■ Supplied records ■
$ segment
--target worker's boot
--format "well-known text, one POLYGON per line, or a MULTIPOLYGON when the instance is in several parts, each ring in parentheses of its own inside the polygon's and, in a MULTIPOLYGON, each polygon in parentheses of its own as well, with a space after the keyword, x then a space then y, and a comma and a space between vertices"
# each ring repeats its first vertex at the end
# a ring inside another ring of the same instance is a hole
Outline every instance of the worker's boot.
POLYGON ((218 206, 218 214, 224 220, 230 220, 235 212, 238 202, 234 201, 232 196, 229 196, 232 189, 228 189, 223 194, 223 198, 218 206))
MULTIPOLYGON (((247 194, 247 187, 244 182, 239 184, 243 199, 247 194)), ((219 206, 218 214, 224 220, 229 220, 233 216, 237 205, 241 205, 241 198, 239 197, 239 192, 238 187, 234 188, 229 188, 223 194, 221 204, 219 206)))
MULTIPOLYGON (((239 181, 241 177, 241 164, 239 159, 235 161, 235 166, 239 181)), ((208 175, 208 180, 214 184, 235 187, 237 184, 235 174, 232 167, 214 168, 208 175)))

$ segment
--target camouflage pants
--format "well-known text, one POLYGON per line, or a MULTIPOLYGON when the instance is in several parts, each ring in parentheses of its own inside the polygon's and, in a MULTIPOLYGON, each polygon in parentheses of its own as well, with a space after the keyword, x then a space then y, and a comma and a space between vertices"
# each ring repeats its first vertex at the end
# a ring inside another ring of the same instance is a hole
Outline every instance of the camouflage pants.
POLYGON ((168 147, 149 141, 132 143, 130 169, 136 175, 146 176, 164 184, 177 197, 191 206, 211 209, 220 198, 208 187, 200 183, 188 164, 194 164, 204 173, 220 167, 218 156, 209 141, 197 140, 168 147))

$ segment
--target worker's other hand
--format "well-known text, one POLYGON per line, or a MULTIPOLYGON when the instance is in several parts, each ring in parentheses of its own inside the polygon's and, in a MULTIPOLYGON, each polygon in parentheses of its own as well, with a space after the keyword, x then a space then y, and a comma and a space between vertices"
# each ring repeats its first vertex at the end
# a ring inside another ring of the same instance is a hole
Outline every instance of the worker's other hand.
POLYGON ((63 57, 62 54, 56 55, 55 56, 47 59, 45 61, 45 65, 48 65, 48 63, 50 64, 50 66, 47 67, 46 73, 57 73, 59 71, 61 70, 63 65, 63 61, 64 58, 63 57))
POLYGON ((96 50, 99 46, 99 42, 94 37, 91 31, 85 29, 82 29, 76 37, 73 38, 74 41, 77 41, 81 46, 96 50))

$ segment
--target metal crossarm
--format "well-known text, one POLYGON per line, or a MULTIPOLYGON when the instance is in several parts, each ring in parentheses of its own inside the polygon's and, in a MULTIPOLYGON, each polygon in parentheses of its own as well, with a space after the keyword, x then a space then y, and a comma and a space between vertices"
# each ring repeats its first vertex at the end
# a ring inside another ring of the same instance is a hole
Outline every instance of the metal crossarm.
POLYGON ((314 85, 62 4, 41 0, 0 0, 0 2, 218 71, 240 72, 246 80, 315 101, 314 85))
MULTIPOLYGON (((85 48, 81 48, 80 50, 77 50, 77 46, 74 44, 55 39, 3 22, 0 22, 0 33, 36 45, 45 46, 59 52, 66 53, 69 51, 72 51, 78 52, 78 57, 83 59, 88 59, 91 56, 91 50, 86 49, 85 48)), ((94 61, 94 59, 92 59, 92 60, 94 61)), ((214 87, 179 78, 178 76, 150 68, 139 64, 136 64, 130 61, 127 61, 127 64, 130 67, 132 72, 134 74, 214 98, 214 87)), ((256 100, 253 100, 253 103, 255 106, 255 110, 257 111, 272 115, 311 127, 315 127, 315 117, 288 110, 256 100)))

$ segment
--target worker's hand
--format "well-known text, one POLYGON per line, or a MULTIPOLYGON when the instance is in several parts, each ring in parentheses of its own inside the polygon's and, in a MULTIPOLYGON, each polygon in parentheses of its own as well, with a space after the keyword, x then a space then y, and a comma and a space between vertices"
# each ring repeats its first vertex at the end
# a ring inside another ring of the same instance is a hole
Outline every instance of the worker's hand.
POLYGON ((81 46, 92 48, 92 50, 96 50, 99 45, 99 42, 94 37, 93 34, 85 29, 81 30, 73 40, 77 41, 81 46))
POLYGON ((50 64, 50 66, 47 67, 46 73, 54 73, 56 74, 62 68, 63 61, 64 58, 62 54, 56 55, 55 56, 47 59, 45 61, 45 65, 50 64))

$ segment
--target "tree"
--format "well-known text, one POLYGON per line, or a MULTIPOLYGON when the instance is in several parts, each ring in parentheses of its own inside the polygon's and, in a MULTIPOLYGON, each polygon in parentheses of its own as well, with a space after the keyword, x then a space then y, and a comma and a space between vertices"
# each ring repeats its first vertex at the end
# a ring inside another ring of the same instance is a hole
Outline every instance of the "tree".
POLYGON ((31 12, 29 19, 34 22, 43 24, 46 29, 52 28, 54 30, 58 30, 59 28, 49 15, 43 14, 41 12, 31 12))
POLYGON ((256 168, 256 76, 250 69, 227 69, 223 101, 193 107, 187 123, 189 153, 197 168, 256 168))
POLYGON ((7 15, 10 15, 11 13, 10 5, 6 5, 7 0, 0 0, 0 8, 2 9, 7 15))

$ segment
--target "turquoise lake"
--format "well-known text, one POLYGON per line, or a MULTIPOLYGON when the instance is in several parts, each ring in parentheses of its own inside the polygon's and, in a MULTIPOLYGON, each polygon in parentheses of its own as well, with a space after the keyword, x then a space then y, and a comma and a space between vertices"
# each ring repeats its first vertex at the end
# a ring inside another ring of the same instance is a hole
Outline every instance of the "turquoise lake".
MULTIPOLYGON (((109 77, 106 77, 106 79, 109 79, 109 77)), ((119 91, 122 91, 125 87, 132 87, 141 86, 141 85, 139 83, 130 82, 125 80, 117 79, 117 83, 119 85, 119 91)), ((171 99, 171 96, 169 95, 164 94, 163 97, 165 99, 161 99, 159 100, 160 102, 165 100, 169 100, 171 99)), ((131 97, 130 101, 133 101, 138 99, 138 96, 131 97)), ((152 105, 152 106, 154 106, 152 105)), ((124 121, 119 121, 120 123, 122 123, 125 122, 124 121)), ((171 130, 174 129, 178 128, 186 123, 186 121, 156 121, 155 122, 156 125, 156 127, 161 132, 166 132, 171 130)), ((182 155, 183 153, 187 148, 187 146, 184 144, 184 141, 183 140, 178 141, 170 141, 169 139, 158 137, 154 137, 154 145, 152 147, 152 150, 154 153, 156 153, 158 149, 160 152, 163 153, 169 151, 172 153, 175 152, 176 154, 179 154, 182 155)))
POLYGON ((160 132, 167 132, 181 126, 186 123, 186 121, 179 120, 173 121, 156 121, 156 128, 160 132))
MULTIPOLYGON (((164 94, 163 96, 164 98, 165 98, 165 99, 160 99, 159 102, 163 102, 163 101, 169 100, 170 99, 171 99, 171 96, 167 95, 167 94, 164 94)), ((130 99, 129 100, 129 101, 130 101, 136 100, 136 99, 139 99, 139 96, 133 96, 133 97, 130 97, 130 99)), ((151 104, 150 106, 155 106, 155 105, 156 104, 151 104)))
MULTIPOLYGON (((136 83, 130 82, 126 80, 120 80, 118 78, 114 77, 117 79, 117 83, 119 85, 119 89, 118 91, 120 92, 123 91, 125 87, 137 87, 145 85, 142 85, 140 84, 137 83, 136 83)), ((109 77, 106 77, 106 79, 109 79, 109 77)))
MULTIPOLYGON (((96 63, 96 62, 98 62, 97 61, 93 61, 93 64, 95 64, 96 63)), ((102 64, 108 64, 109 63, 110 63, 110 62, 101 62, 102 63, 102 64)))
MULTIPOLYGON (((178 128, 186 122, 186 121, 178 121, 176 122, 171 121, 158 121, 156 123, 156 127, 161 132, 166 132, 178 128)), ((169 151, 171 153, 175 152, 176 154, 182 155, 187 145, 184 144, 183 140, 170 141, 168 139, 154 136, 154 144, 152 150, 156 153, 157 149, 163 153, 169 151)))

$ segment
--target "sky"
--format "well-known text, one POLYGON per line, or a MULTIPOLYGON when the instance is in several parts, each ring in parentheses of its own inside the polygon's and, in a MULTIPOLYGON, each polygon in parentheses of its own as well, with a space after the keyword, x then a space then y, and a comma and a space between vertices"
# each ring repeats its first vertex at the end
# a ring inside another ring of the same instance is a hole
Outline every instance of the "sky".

■ What you will do ■
Pick out each line of the data above that contains the word "pants".

■ Expected output ■
--target camouflage pants
Outline every instance of the camouflage pants.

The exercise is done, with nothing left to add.